● **Records for this exercise**
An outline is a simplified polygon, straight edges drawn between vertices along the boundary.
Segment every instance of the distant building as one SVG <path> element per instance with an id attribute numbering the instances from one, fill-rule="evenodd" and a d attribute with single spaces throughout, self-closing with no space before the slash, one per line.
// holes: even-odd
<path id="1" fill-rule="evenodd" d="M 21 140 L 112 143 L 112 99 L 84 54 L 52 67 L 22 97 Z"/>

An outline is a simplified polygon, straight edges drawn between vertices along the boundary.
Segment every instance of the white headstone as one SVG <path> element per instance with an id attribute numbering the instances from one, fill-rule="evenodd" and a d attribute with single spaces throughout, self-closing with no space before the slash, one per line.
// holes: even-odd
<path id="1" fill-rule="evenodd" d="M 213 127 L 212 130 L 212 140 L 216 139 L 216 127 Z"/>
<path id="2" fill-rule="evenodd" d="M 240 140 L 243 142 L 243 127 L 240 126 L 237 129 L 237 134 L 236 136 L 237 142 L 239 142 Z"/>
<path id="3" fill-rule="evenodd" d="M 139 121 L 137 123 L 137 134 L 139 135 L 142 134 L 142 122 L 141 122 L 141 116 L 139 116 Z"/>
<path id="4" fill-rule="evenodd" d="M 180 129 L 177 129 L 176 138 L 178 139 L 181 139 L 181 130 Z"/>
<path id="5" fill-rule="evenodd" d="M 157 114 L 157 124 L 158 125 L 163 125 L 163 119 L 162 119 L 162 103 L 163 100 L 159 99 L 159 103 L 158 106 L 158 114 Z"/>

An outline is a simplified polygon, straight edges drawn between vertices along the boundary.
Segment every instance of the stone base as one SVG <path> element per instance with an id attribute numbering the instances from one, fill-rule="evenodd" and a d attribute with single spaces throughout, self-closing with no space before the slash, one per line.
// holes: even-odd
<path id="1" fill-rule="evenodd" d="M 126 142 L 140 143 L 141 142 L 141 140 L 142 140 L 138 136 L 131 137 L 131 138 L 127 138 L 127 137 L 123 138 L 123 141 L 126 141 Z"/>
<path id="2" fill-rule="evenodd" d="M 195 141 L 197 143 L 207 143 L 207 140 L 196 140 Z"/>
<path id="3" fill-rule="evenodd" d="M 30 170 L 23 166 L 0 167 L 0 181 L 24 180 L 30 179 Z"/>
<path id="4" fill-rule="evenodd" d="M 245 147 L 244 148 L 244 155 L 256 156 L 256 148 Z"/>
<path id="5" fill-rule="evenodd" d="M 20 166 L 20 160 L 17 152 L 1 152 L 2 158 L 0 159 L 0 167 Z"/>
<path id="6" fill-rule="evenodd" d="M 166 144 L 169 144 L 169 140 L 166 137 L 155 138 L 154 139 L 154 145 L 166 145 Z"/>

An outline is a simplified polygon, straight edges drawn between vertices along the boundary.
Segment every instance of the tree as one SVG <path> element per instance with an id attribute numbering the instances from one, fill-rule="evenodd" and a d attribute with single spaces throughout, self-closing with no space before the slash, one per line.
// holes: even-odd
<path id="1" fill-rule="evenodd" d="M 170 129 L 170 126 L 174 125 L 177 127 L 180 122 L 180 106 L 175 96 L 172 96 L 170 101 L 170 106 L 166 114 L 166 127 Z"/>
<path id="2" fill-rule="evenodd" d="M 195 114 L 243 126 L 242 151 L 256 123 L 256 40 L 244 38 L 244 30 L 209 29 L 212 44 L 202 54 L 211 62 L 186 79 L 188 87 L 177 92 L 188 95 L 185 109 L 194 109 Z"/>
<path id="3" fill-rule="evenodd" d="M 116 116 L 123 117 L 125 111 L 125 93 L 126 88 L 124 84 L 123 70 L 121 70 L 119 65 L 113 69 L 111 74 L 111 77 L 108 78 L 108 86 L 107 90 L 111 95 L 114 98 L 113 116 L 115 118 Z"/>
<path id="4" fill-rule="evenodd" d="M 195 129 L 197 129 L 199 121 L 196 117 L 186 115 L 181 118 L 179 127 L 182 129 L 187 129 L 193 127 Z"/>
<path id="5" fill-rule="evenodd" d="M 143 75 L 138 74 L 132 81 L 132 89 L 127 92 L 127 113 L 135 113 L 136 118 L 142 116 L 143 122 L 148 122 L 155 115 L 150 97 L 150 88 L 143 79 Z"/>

● **To do**
Put the data into a numbered list, beginning with the first line and continuing through the line that contains "21 140 L 112", with both of those lines included and any blank lines left out.

● **Written solution**
1. An outline is a simplified polygon, straight edges drawn between vertices along the boundary.
2. Segment every instance of the distant building as one SVG <path> element per instance with an id attribute numbering the instances from one, fill-rule="evenodd" and a d attribute with single spaces throughout, self-closing with no space before the slash, one per line.
3. // holes: even-odd
4. <path id="1" fill-rule="evenodd" d="M 21 140 L 112 143 L 112 99 L 84 54 L 52 67 L 22 97 Z"/>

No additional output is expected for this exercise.